### Task to carry out
Return all the entries exactly, keeping pictures out.

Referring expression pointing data
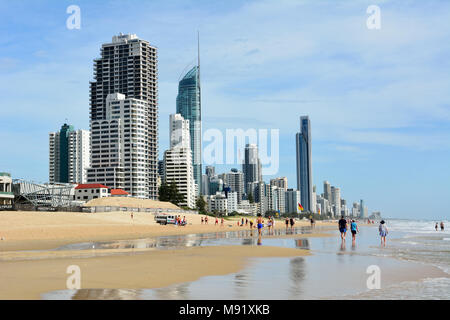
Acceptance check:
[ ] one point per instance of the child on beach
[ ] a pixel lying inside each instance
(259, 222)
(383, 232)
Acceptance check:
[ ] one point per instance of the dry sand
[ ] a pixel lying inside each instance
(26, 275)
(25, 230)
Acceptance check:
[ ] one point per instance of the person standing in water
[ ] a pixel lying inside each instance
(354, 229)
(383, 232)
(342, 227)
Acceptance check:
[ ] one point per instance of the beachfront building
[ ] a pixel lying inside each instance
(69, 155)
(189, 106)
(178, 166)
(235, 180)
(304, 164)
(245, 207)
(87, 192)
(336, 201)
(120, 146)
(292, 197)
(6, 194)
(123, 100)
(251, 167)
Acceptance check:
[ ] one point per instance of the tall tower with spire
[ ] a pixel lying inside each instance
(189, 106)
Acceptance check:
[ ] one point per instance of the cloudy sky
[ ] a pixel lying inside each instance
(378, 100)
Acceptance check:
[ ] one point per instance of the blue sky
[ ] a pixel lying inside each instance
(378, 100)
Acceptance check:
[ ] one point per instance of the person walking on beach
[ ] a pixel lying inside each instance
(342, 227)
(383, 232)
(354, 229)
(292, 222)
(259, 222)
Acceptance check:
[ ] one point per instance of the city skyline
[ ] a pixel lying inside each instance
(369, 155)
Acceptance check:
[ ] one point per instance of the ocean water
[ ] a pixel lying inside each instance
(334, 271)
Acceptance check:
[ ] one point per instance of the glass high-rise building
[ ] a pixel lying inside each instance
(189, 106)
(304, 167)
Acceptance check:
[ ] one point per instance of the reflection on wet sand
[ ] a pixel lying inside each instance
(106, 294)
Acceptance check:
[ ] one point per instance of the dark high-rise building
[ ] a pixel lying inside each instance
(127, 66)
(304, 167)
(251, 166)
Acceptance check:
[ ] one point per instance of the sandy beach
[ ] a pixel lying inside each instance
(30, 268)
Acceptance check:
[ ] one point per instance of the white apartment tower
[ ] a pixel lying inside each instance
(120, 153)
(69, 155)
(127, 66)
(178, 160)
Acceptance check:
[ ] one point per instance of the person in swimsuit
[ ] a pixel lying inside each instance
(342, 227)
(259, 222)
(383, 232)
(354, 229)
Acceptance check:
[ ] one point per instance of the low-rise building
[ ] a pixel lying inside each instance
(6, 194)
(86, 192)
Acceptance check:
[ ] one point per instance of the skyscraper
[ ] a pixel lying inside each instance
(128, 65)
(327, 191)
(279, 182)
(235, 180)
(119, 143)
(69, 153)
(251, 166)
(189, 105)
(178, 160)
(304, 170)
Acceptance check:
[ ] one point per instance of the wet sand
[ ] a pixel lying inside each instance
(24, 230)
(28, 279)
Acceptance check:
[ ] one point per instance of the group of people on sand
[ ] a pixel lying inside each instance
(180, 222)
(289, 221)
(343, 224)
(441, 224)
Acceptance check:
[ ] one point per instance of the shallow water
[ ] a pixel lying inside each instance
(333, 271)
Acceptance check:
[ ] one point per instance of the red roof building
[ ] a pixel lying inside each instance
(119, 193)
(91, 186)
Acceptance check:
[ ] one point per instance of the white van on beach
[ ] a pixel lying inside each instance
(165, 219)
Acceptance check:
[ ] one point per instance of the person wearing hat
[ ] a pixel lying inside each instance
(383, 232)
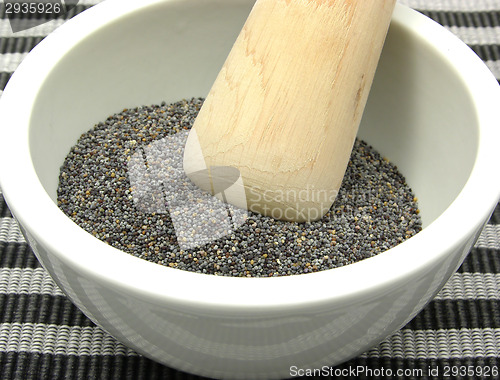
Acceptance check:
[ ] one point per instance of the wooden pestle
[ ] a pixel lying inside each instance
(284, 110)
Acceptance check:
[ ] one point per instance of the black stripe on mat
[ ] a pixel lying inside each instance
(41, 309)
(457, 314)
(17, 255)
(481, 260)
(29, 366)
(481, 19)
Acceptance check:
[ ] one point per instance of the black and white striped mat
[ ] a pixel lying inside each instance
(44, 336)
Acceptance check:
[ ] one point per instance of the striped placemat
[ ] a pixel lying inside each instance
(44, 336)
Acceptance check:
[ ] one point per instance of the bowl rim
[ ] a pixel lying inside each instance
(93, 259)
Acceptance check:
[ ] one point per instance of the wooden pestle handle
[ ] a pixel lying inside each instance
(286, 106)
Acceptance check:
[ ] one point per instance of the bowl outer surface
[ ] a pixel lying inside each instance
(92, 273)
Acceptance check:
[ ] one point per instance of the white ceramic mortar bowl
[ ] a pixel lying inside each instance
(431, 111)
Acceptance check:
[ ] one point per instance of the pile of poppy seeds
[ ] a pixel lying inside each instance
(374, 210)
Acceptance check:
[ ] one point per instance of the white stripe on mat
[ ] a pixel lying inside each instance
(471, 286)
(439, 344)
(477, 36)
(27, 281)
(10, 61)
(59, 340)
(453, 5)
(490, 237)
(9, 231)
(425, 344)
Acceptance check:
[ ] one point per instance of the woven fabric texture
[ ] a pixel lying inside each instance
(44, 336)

### Written solution
Acceptance check:
[ ] one point per instance of the child on beach
[ ] a pixel lying inside each instance
(259, 222)
(383, 232)
Acceptance check:
[ ] one point per instance of the dry sand
[ ] a pixel lying inside each instance
(26, 275)
(25, 230)
Acceptance check:
[ ] one point per instance of the person standing in water
[ ] a pixel lying inside each instance
(354, 229)
(383, 232)
(342, 227)
Acceptance check:
[ ] one point per instance of the beachfront building
[ ] a pixel lying inside each instance
(69, 155)
(189, 106)
(178, 166)
(235, 180)
(304, 164)
(245, 207)
(87, 192)
(336, 201)
(120, 146)
(292, 197)
(6, 194)
(123, 100)
(251, 167)
Acceptance check:
[ ] one point per instance of the tall tower with spire
[ ] a pixel lying inside each instance
(189, 106)
Acceptance check:
[ ] one point per instance of the cloudy sky
[ ] a pixel lying inside each instance
(378, 100)
Acceptance check:
[ ] one point per instance of the blue sky
[ ] a pixel lying inside each instance
(378, 100)
Acceptance check:
[ ] one point per instance of the person walking on beach
[ ] a pixel lying inside each instance
(342, 227)
(383, 232)
(354, 229)
(292, 222)
(259, 222)
Acceptance check:
[ ] one point per instance of the city skyline
[ ] a pixel lying inside each instance
(369, 155)
Acceptance check:
[ ] one point per instance of the ocean water
[ ] a pixel lying inside each instance
(334, 271)
Acceptance check:
[ ] one point per instance of the glass high-rise building
[ ] a pixel lying inside each instance
(189, 106)
(304, 167)
Acceptance check:
[ ] one point per instance of the reflection on wet sand
[ ] a pixel lying inside each instance
(106, 294)
Acceptance check:
[ ] one point per instance of the dark high-rise building
[ ] a pixel lying inside each instance
(127, 66)
(304, 167)
(251, 166)
Acceptance check:
[ ] one point per instance of the sandy beach
[ ] a pixel lying inside each instance
(30, 268)
Acceptance check:
[ ] one point per instance of the white apartment tower
[ ] a pixel lying inside each instance
(120, 153)
(69, 155)
(127, 66)
(178, 160)
Acceptance check:
[ ] one point per instance of the person in swimsuit
[ ] a pixel lying inside each instance
(342, 227)
(259, 222)
(383, 232)
(354, 229)
Acceptance check:
[ ] one point per instance of the low-rise building
[ ] a pixel lying inside each instance
(6, 194)
(86, 192)
Acceptance check:
[ ] one point per instance of the skyscraper
[ ] a pixel lying inside each instance
(128, 65)
(327, 191)
(279, 182)
(235, 180)
(119, 143)
(69, 153)
(251, 166)
(189, 105)
(178, 160)
(304, 170)
Acceptance check:
[ ] one point per instance of the wet sand
[ ] a pixel lying inside each instance
(24, 230)
(28, 279)
Acceptance check:
[ ] one point per instance of the group of people on sand
[ ] a pixel lying inside each instance
(180, 222)
(289, 221)
(343, 224)
(441, 224)
Acceptance check:
[ ] one point per instance of the shallow water
[ ] a pixel lying inside each instance
(333, 271)
Acceptance check:
[ ] one point per instance of the red roof building
[ ] a pixel lying inside each instance
(119, 193)
(91, 186)
Acceptance check:
[ ] one point per instance of the white van on beach
[ ] a pixel lying inside each instance
(165, 219)
Acceptance check:
[ ] one point per instance of the person wearing hat
[ ] a pixel lying inside each instance
(383, 232)
Acceptance check:
[ ] one point per instance of the wooden pestle
[ ] a pixel lying inside each instance
(284, 110)
Acceptance check:
[ ] one point per instance of the black stripe on mat
[ ] a pixel lying inside each instance
(41, 309)
(457, 314)
(17, 255)
(481, 260)
(29, 366)
(481, 19)
Acceptance check:
[ ] one point per instance of the black and white striped mat
[ ] a pixel lying inside each instance
(44, 336)
Acceptance check:
[ ] one point per instance of the striped placemat
[ ] a pixel lying inside each instance
(44, 336)
Acceptance check:
[ ] one point per instance of the bowl rim
[ ] a pixel lying inside each instance
(93, 259)
Acceptance check:
[ ] one point per instance of the wooden pestle handle
[ ] a pixel lying inside each instance
(286, 106)
Acceptance check:
[ ] one point per instance of the bowl outer surface
[ ] a pixel lying inside each instance
(92, 273)
Acceptance check:
[ ] one point per instance of the white ceramic mortar bowl
[ ] a pixel lying inside each instance
(431, 111)
Acceptance check:
[ ] one point per instance of the pile of poppy seeds
[ ] a pixel lying inside each instance
(374, 210)
Acceptance check:
[ ] one point per instance of the white stripe on mat
[ ] a pixel lying inside each instance
(471, 286)
(439, 344)
(477, 36)
(27, 281)
(10, 61)
(59, 340)
(453, 5)
(490, 237)
(9, 231)
(425, 344)
Acceptance check:
[ ] one point per instance of the woven fabric texture
[ ] a pixel lying inside each instance
(44, 336)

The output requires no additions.